*TASK REQUIREMENTS*.
Exactly as written, retype the lines that run from the line holding "Target = green tree" through the end of the records below. Do not include pictures.

··········

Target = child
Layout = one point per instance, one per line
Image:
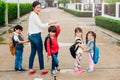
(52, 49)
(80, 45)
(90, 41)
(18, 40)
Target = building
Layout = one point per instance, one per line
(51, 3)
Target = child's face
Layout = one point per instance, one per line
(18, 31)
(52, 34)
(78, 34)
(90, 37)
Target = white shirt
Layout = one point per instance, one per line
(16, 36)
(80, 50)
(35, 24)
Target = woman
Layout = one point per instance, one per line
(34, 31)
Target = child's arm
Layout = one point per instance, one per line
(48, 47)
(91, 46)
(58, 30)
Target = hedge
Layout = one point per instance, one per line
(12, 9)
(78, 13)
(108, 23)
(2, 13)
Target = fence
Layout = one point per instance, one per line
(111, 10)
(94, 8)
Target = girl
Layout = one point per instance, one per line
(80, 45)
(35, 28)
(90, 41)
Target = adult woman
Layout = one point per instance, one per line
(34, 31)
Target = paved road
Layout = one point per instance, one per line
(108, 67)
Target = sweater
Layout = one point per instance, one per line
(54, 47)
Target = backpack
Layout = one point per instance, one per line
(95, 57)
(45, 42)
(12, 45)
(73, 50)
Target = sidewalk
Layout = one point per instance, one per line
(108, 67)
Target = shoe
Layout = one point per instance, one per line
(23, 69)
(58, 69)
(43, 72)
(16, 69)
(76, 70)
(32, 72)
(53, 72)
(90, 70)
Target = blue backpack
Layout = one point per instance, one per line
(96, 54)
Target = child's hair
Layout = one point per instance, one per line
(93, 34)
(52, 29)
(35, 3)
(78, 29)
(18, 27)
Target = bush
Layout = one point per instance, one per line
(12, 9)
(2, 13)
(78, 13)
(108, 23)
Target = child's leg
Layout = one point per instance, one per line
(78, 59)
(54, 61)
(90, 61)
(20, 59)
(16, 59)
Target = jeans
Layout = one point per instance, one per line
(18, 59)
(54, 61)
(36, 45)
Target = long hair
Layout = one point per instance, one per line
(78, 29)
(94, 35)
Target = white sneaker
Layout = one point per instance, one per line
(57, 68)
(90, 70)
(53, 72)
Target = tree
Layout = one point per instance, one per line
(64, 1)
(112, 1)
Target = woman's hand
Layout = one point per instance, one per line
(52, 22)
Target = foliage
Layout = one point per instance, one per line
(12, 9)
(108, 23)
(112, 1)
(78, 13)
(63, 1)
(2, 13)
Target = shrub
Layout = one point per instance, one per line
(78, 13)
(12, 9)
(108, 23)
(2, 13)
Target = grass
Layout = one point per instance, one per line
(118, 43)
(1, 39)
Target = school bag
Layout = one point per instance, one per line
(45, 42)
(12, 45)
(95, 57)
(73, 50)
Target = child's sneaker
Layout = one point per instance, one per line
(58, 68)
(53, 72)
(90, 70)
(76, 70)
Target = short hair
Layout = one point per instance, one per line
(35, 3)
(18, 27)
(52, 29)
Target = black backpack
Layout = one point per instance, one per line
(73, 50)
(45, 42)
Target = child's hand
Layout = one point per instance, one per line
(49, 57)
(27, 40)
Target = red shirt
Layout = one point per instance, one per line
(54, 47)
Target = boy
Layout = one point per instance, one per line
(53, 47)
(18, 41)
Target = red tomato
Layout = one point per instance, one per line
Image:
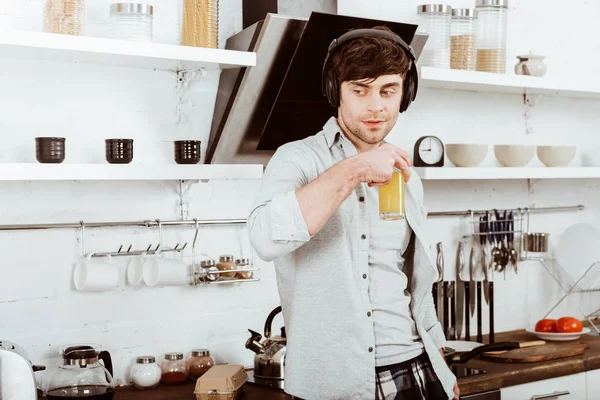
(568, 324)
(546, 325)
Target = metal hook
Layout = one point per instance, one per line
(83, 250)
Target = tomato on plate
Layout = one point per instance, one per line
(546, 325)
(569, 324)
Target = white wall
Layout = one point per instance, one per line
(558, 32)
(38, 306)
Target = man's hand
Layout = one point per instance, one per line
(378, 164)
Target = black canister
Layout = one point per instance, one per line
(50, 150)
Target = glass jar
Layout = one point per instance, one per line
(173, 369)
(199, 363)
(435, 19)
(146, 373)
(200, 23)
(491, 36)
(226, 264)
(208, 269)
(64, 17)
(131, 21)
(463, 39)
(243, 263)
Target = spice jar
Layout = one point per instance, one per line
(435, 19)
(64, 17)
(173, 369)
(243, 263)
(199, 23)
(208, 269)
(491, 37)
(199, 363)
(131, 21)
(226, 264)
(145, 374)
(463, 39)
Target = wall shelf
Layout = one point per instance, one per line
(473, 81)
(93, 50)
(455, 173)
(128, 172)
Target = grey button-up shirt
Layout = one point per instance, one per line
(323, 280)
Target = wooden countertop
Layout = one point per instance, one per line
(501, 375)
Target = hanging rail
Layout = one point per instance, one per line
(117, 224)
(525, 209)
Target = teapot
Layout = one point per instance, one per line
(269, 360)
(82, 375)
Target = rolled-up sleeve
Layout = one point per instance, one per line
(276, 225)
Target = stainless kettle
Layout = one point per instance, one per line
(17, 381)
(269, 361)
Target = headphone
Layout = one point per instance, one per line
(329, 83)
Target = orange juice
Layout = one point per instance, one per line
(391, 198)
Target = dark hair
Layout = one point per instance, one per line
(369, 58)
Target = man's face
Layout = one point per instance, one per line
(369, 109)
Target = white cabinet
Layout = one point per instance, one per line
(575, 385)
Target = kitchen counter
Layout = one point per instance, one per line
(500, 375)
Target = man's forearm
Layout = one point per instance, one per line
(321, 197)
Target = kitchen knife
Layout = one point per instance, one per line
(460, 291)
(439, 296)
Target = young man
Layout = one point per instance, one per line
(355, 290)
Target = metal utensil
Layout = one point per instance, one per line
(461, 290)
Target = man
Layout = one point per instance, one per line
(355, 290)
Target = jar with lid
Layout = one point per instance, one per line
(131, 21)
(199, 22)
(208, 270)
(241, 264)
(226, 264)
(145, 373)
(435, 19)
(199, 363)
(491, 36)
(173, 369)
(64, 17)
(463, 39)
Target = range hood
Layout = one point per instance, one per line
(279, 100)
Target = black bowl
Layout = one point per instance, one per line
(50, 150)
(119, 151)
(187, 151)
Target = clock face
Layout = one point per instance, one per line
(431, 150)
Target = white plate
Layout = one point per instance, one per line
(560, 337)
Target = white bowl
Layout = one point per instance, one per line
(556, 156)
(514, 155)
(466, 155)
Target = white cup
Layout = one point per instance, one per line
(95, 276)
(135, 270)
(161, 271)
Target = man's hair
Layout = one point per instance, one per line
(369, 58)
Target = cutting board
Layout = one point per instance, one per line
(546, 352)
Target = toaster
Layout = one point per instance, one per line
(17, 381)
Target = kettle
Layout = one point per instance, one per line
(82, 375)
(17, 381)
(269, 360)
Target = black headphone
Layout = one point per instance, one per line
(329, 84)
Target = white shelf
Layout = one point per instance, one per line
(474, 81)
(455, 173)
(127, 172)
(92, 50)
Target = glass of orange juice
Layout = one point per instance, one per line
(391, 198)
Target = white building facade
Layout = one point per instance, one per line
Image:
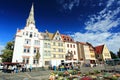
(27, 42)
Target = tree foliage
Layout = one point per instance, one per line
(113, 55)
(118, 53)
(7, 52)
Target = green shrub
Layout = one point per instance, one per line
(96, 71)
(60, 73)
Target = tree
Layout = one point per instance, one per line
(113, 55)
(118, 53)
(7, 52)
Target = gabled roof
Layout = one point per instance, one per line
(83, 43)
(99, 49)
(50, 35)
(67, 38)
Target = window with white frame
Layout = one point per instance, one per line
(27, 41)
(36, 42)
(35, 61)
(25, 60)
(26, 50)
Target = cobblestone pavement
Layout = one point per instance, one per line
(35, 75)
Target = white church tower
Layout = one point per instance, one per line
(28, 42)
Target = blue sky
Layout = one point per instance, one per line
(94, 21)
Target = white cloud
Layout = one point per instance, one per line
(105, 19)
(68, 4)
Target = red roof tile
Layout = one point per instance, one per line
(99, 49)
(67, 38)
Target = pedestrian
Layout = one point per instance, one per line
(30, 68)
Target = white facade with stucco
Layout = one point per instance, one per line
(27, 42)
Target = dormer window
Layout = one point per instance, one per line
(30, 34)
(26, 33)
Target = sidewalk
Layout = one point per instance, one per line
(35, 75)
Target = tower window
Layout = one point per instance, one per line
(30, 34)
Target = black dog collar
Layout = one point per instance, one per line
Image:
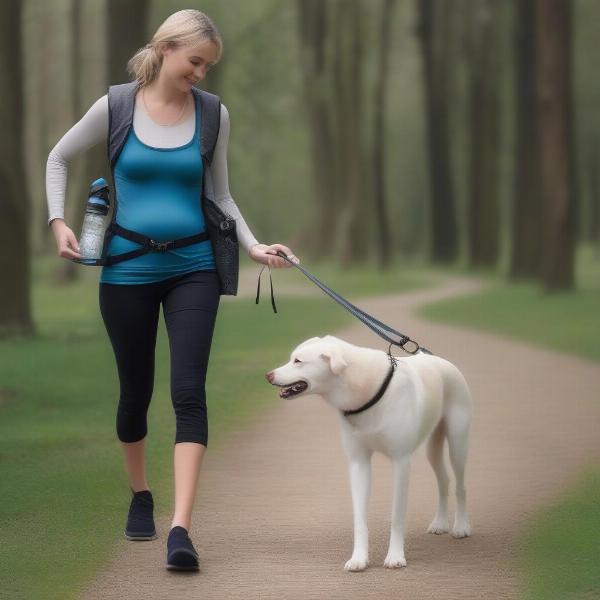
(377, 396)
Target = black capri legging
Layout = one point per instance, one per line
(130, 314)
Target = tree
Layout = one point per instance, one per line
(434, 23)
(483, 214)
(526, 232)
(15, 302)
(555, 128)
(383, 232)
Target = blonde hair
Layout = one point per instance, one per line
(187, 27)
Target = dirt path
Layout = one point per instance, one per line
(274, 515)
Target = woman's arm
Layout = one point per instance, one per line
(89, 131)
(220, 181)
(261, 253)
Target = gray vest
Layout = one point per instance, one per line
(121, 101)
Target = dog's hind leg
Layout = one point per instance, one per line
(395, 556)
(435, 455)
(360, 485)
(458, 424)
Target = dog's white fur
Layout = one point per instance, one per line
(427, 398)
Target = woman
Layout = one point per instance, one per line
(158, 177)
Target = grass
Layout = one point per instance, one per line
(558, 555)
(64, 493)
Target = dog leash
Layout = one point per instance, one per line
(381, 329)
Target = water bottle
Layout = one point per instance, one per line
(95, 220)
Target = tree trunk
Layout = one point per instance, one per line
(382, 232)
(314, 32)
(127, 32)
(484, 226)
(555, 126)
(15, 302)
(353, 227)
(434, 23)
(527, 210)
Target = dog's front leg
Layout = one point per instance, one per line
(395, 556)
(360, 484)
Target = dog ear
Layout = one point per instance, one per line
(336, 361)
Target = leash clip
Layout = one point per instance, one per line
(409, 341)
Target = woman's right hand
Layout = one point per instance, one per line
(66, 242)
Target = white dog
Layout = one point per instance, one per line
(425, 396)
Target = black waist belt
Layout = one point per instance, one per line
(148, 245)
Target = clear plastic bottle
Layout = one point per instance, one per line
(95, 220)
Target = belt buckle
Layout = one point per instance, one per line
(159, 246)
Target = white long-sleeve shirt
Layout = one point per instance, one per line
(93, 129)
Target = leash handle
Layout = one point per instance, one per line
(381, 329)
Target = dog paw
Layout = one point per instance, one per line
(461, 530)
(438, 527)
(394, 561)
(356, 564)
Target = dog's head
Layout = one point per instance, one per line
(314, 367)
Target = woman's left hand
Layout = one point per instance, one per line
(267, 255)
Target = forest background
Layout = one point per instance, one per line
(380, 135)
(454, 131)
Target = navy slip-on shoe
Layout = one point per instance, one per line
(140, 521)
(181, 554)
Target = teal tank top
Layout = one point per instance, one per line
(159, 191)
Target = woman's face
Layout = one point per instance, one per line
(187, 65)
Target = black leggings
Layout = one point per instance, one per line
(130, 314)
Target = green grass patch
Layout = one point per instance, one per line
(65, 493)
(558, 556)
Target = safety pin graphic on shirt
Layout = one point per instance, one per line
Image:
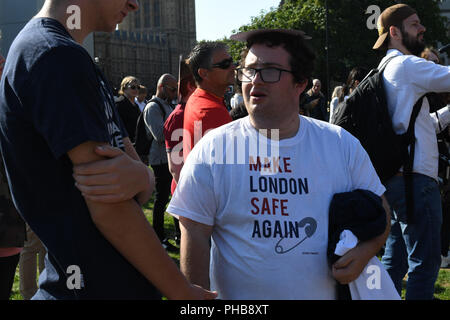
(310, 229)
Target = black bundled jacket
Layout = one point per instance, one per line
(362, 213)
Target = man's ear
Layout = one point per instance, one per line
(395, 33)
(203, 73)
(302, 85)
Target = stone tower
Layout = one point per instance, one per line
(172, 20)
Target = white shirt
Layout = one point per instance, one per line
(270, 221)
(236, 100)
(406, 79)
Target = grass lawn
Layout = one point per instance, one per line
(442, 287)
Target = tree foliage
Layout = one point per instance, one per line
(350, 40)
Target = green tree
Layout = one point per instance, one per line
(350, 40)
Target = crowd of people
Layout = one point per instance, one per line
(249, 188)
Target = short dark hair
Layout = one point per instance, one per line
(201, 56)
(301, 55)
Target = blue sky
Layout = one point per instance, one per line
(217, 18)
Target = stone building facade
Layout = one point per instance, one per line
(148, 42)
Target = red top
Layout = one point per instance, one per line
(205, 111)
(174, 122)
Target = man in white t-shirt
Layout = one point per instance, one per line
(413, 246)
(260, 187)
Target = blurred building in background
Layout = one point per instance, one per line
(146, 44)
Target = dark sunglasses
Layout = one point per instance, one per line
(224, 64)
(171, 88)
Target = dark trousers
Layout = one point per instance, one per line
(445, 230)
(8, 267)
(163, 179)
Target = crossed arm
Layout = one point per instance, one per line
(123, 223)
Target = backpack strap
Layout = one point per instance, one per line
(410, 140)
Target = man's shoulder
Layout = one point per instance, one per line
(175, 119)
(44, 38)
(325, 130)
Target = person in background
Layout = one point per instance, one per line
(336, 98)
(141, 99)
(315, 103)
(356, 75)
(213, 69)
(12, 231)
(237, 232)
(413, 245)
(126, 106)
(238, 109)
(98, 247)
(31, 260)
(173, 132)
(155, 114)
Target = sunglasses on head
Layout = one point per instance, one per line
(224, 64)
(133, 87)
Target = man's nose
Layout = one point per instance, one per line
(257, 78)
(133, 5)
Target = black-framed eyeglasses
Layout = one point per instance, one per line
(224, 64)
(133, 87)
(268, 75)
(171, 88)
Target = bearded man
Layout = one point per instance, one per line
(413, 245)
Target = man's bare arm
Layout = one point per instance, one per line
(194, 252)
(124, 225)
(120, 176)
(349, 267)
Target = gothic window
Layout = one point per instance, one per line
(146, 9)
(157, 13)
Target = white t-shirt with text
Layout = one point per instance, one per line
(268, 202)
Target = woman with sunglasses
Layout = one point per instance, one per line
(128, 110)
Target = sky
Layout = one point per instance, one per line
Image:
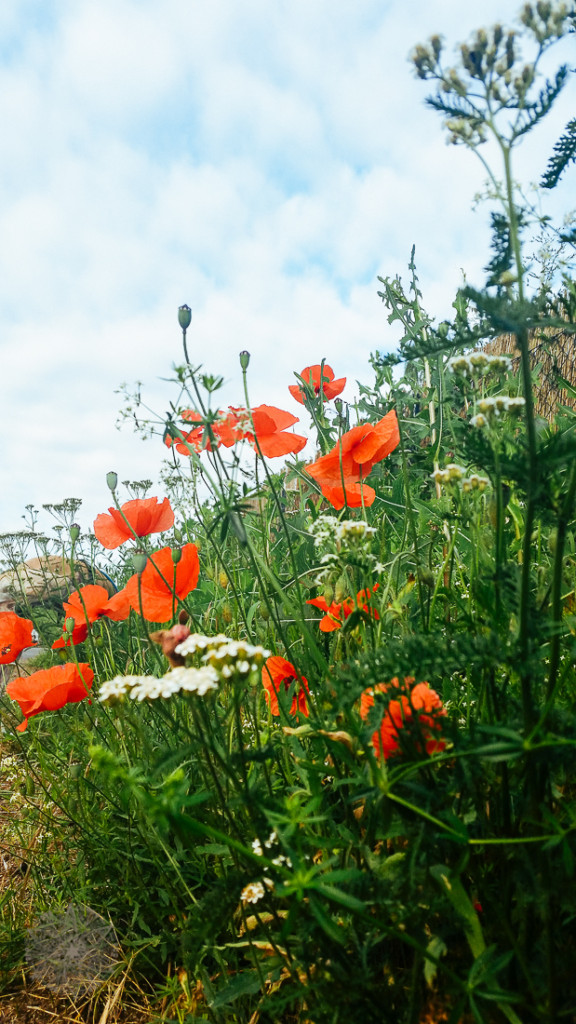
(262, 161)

··········

*RESPONSE FOR THIS EXERCISE*.
Target = green tree
Layout = one point per instance, one per line
(350, 40)
Target = crowd of people
Layout = one point per instance, one per line
(249, 188)
Target = short dark hair
Layout = one point per instance, one per line
(201, 56)
(301, 55)
Target = blue sky
Layout = one point per instance, one per line
(217, 18)
Target = stone building facade
Layout = one point per instance, one per line
(148, 42)
Target = red top
Layout = one point per instance, one per line
(205, 111)
(174, 122)
Target = man in white t-shirt
Layout = one point per instance, one per line
(413, 246)
(260, 187)
Target = blurred building in background
Layout = one point per instance, one per line
(146, 44)
Target = dark sunglasses
Layout = one point per instance, one per line
(224, 64)
(171, 88)
Target = dark trousers
Layout = one point per instance, one per line
(445, 230)
(8, 267)
(163, 179)
Target = crossed arm
Layout = one point per instance, one per line
(123, 223)
Target = backpack strap
Layout = one point per instance, one per line
(410, 140)
Target = man's shoulder
Layout = one point per instance, one per line
(175, 119)
(44, 38)
(325, 130)
Target = person in background
Layout = one point per instance, one per line
(336, 98)
(141, 99)
(315, 103)
(356, 75)
(213, 69)
(12, 231)
(237, 232)
(413, 245)
(126, 106)
(238, 109)
(98, 247)
(31, 260)
(173, 132)
(155, 114)
Target = sunglasses on head
Layout = one point per instance, one per line
(224, 64)
(133, 87)
Target = man's nose
Layout = one point per instance, one per line
(257, 78)
(133, 5)
Target = black-framed eyeglasses
Layout = one point per instance, one per line
(224, 64)
(133, 87)
(268, 75)
(171, 88)
Target = bearded man
Layout = one point per instance, one per line
(413, 245)
Target = man's bare arm
Layout = one point per instance, one per line
(194, 252)
(124, 225)
(120, 176)
(349, 267)
Target = gothic window
Layout = one point per instance, one per line
(146, 9)
(157, 13)
Target = white t-shirt with text
Layout = one point per instance, one per line
(268, 202)
Target = woman with sunglasses
Layout = one point per instance, one per line
(128, 110)
Target = sky
Layout = one point per instance, one per line
Image:
(262, 161)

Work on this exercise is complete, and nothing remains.